Saved entries
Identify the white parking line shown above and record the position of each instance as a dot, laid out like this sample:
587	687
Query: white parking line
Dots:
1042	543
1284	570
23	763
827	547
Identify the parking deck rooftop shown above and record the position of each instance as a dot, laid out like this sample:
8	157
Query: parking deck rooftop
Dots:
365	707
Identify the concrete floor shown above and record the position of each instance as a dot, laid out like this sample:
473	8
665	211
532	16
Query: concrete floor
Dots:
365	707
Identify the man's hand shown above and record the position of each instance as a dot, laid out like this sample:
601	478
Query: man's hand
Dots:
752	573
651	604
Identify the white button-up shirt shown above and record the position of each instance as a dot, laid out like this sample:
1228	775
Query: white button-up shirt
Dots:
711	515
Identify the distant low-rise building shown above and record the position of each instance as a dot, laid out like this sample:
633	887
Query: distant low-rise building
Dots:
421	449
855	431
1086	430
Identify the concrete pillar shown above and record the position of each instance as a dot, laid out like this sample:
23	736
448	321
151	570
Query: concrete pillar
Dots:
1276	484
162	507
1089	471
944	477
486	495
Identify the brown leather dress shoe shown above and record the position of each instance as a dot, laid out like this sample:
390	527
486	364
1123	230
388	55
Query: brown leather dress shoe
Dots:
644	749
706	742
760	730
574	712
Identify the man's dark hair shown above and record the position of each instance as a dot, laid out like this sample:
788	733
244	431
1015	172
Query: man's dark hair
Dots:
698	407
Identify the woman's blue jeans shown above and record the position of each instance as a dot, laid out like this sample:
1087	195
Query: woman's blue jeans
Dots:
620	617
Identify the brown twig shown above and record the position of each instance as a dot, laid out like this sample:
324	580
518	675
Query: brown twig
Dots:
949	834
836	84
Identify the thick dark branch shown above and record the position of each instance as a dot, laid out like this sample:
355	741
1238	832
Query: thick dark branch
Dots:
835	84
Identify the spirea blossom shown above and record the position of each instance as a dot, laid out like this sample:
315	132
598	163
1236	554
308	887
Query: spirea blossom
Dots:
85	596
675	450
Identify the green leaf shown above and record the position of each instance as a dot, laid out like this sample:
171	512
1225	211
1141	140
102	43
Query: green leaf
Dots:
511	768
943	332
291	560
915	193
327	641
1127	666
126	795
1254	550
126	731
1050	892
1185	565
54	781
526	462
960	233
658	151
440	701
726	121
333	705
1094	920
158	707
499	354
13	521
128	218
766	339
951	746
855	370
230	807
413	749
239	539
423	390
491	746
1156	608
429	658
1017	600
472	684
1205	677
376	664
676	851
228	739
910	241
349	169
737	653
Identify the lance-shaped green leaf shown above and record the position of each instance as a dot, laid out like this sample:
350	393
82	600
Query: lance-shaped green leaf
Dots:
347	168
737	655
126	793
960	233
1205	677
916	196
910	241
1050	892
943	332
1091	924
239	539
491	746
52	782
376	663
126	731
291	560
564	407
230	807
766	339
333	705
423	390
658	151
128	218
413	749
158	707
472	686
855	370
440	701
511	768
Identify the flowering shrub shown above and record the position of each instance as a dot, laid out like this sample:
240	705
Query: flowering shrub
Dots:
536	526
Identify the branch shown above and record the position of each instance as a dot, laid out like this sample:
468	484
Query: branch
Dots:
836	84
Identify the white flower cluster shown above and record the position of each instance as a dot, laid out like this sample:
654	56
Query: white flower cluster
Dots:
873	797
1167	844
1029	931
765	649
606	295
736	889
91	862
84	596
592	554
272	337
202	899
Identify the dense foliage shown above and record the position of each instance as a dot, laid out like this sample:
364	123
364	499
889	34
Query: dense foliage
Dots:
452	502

WHAT IS BEING ASKED:
Copy the lines word for word from the line with "Identify the white flower" through the end of the entries above, including both ends.

EXERCISE OUTPUT:
Identify the white flower cluster shown above and record the position of each instance as a dot, laid out like this sample:
654	56
Query: white flower cluster
Dots:
873	797
1167	844
1029	931
765	649
606	295
736	889
91	862
84	596
592	554
272	337
202	899
Identify the dense foliage shown above and record the position of each instance as a dot, laid out like this sample:
364	123
364	499
889	34
Query: dense foliage
Dots:
452	502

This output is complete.